Collection entries -
§
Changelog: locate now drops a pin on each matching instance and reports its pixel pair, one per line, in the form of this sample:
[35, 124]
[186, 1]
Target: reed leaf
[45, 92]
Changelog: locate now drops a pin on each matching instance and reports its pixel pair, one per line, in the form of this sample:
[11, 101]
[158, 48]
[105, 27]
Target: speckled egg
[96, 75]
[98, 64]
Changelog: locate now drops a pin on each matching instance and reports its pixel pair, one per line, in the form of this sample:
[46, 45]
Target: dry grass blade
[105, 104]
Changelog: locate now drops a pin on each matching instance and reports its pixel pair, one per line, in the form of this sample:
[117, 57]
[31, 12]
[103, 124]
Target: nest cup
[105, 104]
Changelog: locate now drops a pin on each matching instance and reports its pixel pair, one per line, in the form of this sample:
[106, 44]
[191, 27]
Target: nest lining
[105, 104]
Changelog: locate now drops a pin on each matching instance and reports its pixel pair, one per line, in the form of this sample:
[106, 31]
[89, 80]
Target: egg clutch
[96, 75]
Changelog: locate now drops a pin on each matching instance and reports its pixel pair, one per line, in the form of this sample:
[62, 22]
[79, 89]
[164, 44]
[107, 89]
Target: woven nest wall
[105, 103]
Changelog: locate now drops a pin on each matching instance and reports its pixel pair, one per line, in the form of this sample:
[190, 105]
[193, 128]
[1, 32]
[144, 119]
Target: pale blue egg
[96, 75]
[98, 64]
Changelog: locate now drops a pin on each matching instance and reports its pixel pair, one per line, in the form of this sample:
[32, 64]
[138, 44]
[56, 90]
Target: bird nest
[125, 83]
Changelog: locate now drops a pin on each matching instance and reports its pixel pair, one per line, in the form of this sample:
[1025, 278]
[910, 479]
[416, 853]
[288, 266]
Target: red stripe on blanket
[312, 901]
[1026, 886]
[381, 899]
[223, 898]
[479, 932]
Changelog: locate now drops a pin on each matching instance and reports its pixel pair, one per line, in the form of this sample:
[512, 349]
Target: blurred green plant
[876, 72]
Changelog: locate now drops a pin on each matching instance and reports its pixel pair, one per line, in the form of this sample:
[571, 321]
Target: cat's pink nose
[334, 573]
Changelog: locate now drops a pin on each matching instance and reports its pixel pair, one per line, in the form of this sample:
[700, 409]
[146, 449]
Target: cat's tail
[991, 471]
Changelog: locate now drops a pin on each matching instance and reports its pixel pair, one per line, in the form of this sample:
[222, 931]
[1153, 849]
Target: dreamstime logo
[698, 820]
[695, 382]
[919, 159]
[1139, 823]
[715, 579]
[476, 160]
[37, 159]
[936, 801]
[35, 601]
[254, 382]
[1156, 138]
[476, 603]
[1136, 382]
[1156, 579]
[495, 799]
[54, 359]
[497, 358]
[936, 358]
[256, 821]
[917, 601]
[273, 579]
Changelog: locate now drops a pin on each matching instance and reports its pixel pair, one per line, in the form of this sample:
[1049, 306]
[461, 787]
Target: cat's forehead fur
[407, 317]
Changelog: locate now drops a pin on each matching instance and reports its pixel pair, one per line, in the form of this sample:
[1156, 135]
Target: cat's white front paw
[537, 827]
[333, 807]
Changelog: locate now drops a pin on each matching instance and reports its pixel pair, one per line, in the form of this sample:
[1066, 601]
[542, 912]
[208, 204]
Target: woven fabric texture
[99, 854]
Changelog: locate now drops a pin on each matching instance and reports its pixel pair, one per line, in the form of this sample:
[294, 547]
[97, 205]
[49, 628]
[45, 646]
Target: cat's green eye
§
An exact restatement of all the entries above is needed.

Changelog: locate now drops a pin on each matching instance and reports its pixel pair, one per line, in the form of this sample:
[35, 124]
[186, 1]
Target: reed leaf
[45, 92]
Changelog: locate now drops a pin on each matching instance and reports its pixel pair, one per line, in the form of this sample:
[11, 101]
[158, 48]
[105, 27]
Target: speckled egg
[96, 75]
[98, 64]
Changelog: locate now drops a pin on each matching instance and reports its pixel pair, one per line, in the form of this sample:
[46, 45]
Target: dry grass blade
[105, 104]
Changelog: locate now drops a pin on each matching instance and reports its pixel pair, one per line, in the form of this sample:
[117, 57]
[31, 12]
[103, 124]
Target: nest cup
[105, 104]
Changelog: locate now drops a pin on each matching instance and reports its pixel pair, one per line, in the form of this sample:
[106, 44]
[191, 27]
Target: nest lining
[105, 104]
Changelog: locate now drops a pin on each matching instance and reports its pixel pair, one per line, in the form of this sample:
[106, 31]
[89, 80]
Target: egg clutch
[96, 75]
Changelog: locate now drops a pin on each matching instance and reports its pixel pair, one per line, in the form of this sample:
[62, 22]
[79, 89]
[164, 44]
[107, 89]
Target: woven nest wall
[105, 103]
Changelog: locate now drops a pin on each matching instance and reports its pixel pair, one per line, in the form of this sample:
[190, 105]
[193, 128]
[1, 32]
[144, 119]
Target: pale blue egg
[96, 75]
[98, 64]
Changelog: locate now drops a pin on each matching instance and reports its pixel pair, one per line, in the form of this sample:
[32, 64]
[138, 44]
[56, 90]
Target: bird nest
[125, 83]
Changelog: locate now drops a pin on each matching instance and reports its pixel pair, one per line, in the form of this sample:
[1025, 278]
[910, 479]
[416, 853]
[288, 266]
Target: red stripe on blanket
[312, 901]
[1026, 886]
[381, 899]
[223, 898]
[479, 932]
Changelog: locate now drops a pin on each matching instance and reports its pixel pair, one per line, in the form of this sample:
[512, 349]
Target: blurred green plant
[876, 72]
Changelog: locate now drops a pin on each matching instance and reports its pixel pair, one per line, in the form of this sample:
[571, 321]
Target: cat's pink nose
[334, 573]
Changelog: locate now drops a pin on each matching instance and reports its pixel pair, one per line, in the form of this sample:
[700, 409]
[146, 449]
Target: cat's tail
[991, 471]
Changelog: locate now drops a pin on each matching instance and reports its pixel pair, one per line, in the form of this sample:
[222, 931]
[1153, 849]
Target: dreamstime logo
[698, 820]
[695, 382]
[919, 159]
[1139, 823]
[715, 579]
[476, 160]
[37, 159]
[936, 801]
[35, 601]
[254, 382]
[1156, 138]
[476, 603]
[1136, 382]
[1156, 579]
[495, 799]
[54, 359]
[497, 358]
[936, 358]
[256, 821]
[917, 601]
[273, 579]
Changelog: locate now drops a pin on each matching instance and reports its pixel pair, one per line, in the form of this sample:
[1049, 306]
[461, 787]
Target: cat's forehead fur
[407, 317]
Changelog: locate now drops a pin on each matching instance and reports its pixel pair, one per line, in the form of this sample:
[1156, 135]
Target: cat's white front paw
[537, 827]
[333, 807]
Changelog: locate now drops a pin on each matching instance and reports its pixel pair, one per line, in the form of this sample:
[1066, 601]
[542, 912]
[208, 204]
Target: woven fabric texture
[99, 854]
Changelog: locate now drops a pin on each matching instance and reports its pixel pair, one per line, in the form of this sample:
[294, 547]
[97, 205]
[49, 628]
[45, 646]
Target: cat's green eye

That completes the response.